» PROBLEM SET:
#1 Which three kinds of bias does the sermon on bias ask listeners to focus on?
#2 Pick up the sermon on bias right after its last sentence and carry it forward in the same voice.

» SUPPLIED PASSAGE:

© Nicole Mason 2011. All Rights Reserved.
Mission Peak Unitarian Universalist Congregation
April 10, 2011

Listen to Audio Version of Whole Service(mp3)
Listen to Audio Version of Sermon(mp3)

This is a perspective on how the world teaches us to eliminate the biases we all have, whether or not we recognize and acknowledge all of them. By bias I mean:

1. Unfair acts or beliefs stemming from some type of prejudice
2. A preference or inclination that inhibits impartial judgment
3. Distinct from an opinion, which one may hold BUT will choose to suspend in the face of new information, with a willingness to challenge and maybe change one's thoughts and actions.

Our biases may be unconscious and spur-of-the-moment actions driven by thoughts about which we are not even aware or by assumptions we have never questioned or realized were present. Or some of our biases may be conscious, firmly held beliefs that are thought of as justified. Either way, biases are limiting beliefs.

I want us to focus our attention on racial, religious and cultural biases. These biases are hot buttons and we, especially as Unitarian Universalists, want to believe we are not biased against or in favor of certain races and cultures. As Unitarian Universalists we also pledge to be open to the teachings of all religions, in order to respect others and seek individual truth. However, if we take an honest, introspective and nonjudgmental look at ourselves, each of us will realize there are inherent biases that play out in our words and actions. For example, look at your circle of friends. How diverse is it?

Biases are natural; they occur automatically, and often live subconsciously when we are not paying attention. I want to give attention to our biases, in an effort to raise awareness so each of us can consciously acknowledge our individual biases, then choose to be truly open to all perspectives, and make deliberate choices in our words and actions, rather than be run by prejudicial beliefs that automatically drive us.

Eliminating our biases opens up countless possibilities. There are boundless possibilities for what we can learn or experience by being conscious and open-minded enough to overcome narrow thinking, ignorance, misconceptions or unfounded beliefs that form the basis of our biases. Consider also that it is necessary to eliminate these biases in order to uphold our Unitarian Universalist principles and grow our congregation. Also: Consider that doing so could lead to better relations with others around us and, ultimately, worldwide peace.

Consider that biases limit us and close us off from opportunities. If knowledge is power and experience valuable, think of how much better and more effective each of us could be by becoming aware of and setting aside our prejudices and limiting beliefs.

Consider the positive changes we could make to the lives of people around us by thinking and acting consciously and free of limiting beliefs that have unwittingly seeped into our thoughts and guided our actions during the course of our lives so far.

» DATASET RECORDS:

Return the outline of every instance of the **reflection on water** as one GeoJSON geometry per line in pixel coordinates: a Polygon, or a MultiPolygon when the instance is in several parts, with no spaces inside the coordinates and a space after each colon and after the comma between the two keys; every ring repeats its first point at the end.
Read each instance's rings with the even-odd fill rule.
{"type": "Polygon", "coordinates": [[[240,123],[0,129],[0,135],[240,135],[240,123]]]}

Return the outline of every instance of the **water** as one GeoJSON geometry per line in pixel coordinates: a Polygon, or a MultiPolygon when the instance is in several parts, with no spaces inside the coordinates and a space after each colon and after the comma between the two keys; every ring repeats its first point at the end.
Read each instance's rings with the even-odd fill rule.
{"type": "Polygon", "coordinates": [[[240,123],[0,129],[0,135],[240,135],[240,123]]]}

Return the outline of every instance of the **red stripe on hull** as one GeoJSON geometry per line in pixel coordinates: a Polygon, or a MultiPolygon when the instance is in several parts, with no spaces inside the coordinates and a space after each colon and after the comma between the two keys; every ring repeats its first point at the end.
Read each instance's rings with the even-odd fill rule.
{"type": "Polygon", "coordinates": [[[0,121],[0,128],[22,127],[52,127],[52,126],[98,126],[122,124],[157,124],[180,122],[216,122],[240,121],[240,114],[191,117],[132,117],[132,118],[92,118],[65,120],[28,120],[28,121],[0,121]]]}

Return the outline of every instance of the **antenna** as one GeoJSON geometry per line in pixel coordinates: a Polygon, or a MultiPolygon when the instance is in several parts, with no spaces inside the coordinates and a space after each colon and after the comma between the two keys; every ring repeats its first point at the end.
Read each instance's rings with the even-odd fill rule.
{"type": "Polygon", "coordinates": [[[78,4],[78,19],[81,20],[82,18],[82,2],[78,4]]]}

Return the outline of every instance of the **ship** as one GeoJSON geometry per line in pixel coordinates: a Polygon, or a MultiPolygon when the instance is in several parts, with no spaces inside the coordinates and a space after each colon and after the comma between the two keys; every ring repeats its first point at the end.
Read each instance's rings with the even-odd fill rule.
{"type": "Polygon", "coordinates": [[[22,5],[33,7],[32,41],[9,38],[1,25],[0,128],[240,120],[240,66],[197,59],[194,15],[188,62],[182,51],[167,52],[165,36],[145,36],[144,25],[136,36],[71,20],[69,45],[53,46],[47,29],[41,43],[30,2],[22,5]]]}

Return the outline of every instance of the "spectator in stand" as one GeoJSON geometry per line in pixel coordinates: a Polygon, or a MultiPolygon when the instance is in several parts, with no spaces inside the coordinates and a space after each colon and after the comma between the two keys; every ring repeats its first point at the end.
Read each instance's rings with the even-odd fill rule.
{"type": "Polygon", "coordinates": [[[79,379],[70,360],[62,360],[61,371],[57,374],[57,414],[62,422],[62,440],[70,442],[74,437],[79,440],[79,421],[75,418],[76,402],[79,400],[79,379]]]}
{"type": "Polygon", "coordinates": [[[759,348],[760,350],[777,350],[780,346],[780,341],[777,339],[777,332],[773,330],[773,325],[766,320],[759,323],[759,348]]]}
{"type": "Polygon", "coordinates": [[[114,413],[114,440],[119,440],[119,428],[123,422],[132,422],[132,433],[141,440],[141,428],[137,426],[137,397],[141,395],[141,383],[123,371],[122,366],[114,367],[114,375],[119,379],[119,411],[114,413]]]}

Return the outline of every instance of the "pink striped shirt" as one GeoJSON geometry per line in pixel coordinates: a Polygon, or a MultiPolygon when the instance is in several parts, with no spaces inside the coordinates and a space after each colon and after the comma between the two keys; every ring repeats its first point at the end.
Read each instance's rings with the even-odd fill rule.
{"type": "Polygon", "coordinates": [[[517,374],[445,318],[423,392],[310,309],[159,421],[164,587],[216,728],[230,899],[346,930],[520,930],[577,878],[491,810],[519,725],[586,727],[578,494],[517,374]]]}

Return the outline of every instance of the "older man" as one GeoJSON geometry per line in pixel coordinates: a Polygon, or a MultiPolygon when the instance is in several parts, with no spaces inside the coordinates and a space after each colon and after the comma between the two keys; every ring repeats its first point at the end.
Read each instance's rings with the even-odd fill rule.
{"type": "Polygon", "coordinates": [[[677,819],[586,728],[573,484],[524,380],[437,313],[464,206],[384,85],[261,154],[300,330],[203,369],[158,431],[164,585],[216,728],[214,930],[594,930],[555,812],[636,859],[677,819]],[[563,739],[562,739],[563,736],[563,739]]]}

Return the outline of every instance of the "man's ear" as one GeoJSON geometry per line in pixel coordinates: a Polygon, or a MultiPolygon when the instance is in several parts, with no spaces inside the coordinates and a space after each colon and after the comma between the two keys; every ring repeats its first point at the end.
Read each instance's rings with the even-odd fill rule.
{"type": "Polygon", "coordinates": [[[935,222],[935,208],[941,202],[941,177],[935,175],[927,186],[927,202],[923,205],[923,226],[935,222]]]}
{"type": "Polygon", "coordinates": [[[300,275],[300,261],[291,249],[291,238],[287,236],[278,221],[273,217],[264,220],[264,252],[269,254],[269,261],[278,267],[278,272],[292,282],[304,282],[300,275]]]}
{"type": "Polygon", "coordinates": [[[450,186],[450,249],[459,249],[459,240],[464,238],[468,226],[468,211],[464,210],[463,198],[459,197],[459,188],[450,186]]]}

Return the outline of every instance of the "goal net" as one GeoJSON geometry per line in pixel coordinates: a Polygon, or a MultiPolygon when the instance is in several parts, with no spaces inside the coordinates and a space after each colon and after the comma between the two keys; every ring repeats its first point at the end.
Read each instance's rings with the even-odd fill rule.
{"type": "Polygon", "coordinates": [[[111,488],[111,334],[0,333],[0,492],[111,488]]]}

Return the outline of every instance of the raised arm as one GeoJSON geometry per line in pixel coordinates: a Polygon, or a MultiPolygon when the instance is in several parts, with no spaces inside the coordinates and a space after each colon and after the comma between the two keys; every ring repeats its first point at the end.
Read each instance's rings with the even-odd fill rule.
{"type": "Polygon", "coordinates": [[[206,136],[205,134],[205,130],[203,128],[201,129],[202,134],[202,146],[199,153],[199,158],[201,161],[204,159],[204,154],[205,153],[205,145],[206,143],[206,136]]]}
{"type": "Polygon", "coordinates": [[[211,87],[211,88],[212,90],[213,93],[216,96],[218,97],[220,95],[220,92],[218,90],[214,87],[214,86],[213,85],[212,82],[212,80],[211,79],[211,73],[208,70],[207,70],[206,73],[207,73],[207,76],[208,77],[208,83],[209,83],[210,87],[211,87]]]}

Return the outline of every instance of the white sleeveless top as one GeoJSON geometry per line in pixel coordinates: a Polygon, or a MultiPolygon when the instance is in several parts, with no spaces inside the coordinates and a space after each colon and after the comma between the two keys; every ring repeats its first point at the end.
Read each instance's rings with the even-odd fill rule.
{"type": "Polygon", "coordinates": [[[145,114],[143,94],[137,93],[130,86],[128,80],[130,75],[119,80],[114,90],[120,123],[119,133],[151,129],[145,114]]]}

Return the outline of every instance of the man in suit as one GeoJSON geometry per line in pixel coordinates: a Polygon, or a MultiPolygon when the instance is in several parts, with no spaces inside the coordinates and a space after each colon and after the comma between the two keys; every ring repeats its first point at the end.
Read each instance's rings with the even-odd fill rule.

» ANSWERS TO THE EXERCISE:
#1 Racial, religious and cultural biases.

#2
The world shows us there is value and balance in differences. Like the yin and the yang, differences are complimentary and things that are seemingly contrary are interconnected and interdependent. The diverse world in which we live teaches lessons of unity. Underneath the differences, we are all fundamentally the same - we all share the same joys and concerns regardless of race, culture or religion: food, money, love, health and happiness. Smiles are universal, as are tears. This unites us as one race - the human race; practicing one religion - personal truth; in one culture - living a fulfilling life. Our small piece of the world shows us only one perspective and skews our perceptions, sometimes leading us to believe our perspective is THE way or the BEST way - this is the insidious foundation of bias. If we do not pay attention, our narrow perspective can close us off from the teachings and benefits of those different from ourselves. And we may become righteously judgmental and wish to impose our way on others or condemn those who are different. If we become aware of our biases, we can choose to dismiss them and suspend our opinion and be open to other ideas. Being cognizant of our biases also allows us to acknowledge the perspective we individually contribute to the world, as well as see that we have something to learn.

The more we learn about other parts of the world and its people, religions and cultures, the more the world proves there are many equally valid and viable viewpoints. Everyone collectively benefits from these differences. The elimination of a religion, culture or race, would negatively impact others. No good has ever come of genocide, which is the extreme and ultimate result of biases. We depend on each other. We depend on people all over the world to contribute to our and each others' economy, ecology and food sources. The world teaches us that we need to coexist. By eliminating our biases, we open ourselves to the myriad of lessons from the world of differences, and the natural connectedness that is always available to us if we are receptive. By being receptive to this and fostering unity, we can achieve more than could ever be achieved through divisiveness, separation and isolation. We can achieve peaceful coexistence by eliminating our biases.

While our environment instills in us our biases, if we make a conscious effort to recognize them and focus on identifying similarities between people, religions and cultures we can bridge the differences that divide us. We can see what the world, beyond our immediate environment, has to show us. We are all human and we all have preferences and prejudicial tendencies, but we can choose to manage them and not allow them to manage us.

For instance, our chosen faith is a preference that is not shared by those who subscribe to other congregations or religious groups. They may be biased against us and shun our views, and we may be biased to believe our principles should be shared by all religions and dismiss those who disagree as mentally flawed. But we may choose to own our preference, yet remain open and accepting of others' choices. As Unitarian Universalists, we pledge to believe in the inherent dignity and worth of all people; equity and compassion in human relations; and acceptance of one another. These principles demand acceptance, respect and openness. Doing this requires us to set aside biases.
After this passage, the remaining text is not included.